*Supplied records*.
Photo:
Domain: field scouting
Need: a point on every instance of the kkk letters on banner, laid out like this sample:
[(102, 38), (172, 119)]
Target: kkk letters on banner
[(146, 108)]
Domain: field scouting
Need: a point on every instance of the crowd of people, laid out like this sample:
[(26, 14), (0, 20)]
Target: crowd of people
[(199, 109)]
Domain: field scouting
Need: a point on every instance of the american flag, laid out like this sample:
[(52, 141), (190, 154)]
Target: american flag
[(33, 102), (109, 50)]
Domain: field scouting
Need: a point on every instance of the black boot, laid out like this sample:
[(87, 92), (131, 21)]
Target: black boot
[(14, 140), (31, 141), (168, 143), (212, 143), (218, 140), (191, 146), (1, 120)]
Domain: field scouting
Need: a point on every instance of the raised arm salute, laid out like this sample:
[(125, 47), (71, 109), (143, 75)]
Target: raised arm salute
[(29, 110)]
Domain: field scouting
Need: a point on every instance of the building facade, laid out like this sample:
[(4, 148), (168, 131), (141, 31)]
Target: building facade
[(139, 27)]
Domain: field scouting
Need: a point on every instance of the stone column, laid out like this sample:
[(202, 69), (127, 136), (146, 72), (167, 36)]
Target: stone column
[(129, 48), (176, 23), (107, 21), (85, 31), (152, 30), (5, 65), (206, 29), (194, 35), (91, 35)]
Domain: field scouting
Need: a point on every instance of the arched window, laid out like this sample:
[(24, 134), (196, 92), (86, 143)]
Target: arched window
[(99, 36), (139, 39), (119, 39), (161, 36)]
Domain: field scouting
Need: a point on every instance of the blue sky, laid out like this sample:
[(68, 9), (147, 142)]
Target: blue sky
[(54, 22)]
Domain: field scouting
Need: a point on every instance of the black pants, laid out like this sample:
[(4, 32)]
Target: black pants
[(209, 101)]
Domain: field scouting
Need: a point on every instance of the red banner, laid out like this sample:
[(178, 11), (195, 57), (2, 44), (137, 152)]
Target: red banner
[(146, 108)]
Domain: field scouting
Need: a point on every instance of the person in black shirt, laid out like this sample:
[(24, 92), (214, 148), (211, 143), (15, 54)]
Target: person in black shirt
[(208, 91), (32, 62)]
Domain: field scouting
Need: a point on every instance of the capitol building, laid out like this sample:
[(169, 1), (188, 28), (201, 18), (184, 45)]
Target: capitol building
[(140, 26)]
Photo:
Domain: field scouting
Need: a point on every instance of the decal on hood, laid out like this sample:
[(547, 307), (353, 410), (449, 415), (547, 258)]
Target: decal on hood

*Problem*. Wherever the string "decal" shows up in the material, copy the line that holds it.

*Task answer*.
Need: a point on every instance of the decal on hood, laid out like this sample:
Target: decal on hood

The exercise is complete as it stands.